• ABOUT THIS EXERCISE: The entries below are to be printed again word for word.

• DATASET RECORDS:
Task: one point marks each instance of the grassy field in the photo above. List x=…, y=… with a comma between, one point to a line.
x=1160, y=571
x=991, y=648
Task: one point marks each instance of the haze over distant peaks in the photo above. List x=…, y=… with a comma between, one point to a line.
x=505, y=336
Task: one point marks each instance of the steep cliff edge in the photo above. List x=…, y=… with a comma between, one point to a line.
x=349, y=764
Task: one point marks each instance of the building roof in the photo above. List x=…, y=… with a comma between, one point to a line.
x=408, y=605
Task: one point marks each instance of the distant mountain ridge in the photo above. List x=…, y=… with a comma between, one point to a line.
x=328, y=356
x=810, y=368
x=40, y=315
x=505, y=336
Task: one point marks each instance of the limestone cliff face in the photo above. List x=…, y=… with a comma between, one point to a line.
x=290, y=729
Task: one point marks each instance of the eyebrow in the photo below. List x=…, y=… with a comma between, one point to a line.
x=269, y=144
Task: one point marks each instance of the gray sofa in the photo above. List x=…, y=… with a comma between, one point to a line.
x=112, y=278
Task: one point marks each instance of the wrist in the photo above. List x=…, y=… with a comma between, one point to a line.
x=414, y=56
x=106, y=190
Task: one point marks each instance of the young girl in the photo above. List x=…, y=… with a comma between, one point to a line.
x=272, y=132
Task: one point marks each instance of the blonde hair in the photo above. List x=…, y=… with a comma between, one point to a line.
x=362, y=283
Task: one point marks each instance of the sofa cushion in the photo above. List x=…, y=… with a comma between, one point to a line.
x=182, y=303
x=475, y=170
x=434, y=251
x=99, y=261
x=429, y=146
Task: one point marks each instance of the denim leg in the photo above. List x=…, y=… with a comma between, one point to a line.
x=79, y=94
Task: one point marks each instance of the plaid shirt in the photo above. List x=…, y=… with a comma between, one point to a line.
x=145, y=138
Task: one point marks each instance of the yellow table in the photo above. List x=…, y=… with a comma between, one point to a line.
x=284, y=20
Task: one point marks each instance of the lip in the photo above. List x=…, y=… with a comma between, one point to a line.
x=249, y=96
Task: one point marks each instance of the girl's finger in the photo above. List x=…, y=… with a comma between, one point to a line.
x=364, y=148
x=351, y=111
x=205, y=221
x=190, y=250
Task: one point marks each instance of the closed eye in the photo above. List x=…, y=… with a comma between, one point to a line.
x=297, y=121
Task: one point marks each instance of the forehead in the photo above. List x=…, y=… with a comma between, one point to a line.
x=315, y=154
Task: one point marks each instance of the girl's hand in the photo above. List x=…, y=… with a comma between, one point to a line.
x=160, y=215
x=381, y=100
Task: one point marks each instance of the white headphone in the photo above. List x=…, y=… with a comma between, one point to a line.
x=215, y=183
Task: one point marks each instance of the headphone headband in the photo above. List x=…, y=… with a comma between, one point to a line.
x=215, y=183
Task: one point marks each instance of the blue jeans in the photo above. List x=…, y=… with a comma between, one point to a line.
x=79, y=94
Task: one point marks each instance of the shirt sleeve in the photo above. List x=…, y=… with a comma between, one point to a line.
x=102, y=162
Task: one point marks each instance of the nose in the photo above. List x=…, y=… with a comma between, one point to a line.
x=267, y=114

• ANSWER BELOW:
Task: one point marks each instance of the grassy field in the photo above. List x=…, y=… with a comma between, one point to a line.
x=1160, y=571
x=991, y=648
Task: one point marks each instance of the haze over distant peaks in the photo above. List x=…, y=… with a comma between, one point to a line.
x=505, y=336
Task: one point marks each instance of the steep cliff edge in the photo above. List x=…, y=… with a comma between, one point to a line.
x=349, y=764
Task: one point marks each instance of the building roof in the photo above. List x=…, y=… with a comma between, one point to a line.
x=408, y=605
Task: one point marks each instance of the distant mountain ridge in the photo above. List x=…, y=… with a comma between, one point to a line.
x=328, y=356
x=810, y=368
x=40, y=315
x=505, y=336
Task: one point marks each instance of the limestone cliff face in the photo above. List x=…, y=… with a comma between, one point to a line.
x=290, y=729
Task: one point marks each instance of the eyebrow in the photo below. List x=…, y=… with a comma between, one point to a line.
x=269, y=144
Task: one point marks each instance of the gray sofa in the photo above. List x=…, y=… with a comma between, one point to a line.
x=112, y=278
Task: one point marks each instance of the wrist in the photo above. List x=…, y=… with a comma between, one point to a line.
x=414, y=56
x=106, y=190
Task: one point marks each instance of the young girl in the photo above. List x=…, y=… with a comma between, one point to a line.
x=272, y=132
Task: one point marks each instance of the blonde hair in the photo above. List x=…, y=… with a comma between, one point to a line.
x=362, y=283
Task: one point marks each instance of the sofa cushion in the photo above. List x=…, y=… with a comma between, one point to a line.
x=182, y=303
x=475, y=170
x=434, y=251
x=99, y=261
x=429, y=146
Task: one point marks each instance of the denim leg in the photo above. List x=…, y=… with a comma between, one point to a line.
x=79, y=94
Task: one point marks each instance of the plaid shirt in the photo above. List x=…, y=… with a comma between, one point to a line.
x=145, y=138
Task: one point marks each instance of the yellow table in the photo above. List x=…, y=… with a comma between, one point to a line.
x=284, y=20
Task: one point marks each instance of the lip in the photo above. List x=…, y=… with a comma between, one point to a line.
x=249, y=96
Task: one point marks each instance of the girl's finger in the photo above. List x=…, y=… with a comma between, one point to a line.
x=364, y=148
x=351, y=111
x=205, y=221
x=190, y=250
Task: one point marks each instance of the closed eye in the photo above. List x=…, y=… with a comma between, one point to a line.
x=297, y=121
Task: one point marks each instance of the forehead in the photo above. List x=…, y=… with a comma between, one point to a line.
x=315, y=154
Task: one point marks each instance of the girl's hand in the photo above. List x=…, y=… with a comma between, one point to a line.
x=160, y=215
x=381, y=100
Task: one point marks each instance of the white headphone in the photo above. List x=…, y=… with a comma between, one point to a line.
x=215, y=183
Task: one point marks each instance of the headphone headband in the photo above. List x=…, y=… with a comma between, one point to a line.
x=215, y=183
Task: one point marks each instance of the blue jeans in the photo above. List x=…, y=… with a comma between, one point to a line.
x=79, y=94
Task: one point marks each instance of the shirt sleeve in the photo above. List x=…, y=… with a comma between, one point to a line.
x=102, y=162
Task: one point marks each instance of the nose in the photo above. List x=…, y=… with a comma between, one point to a line.
x=267, y=114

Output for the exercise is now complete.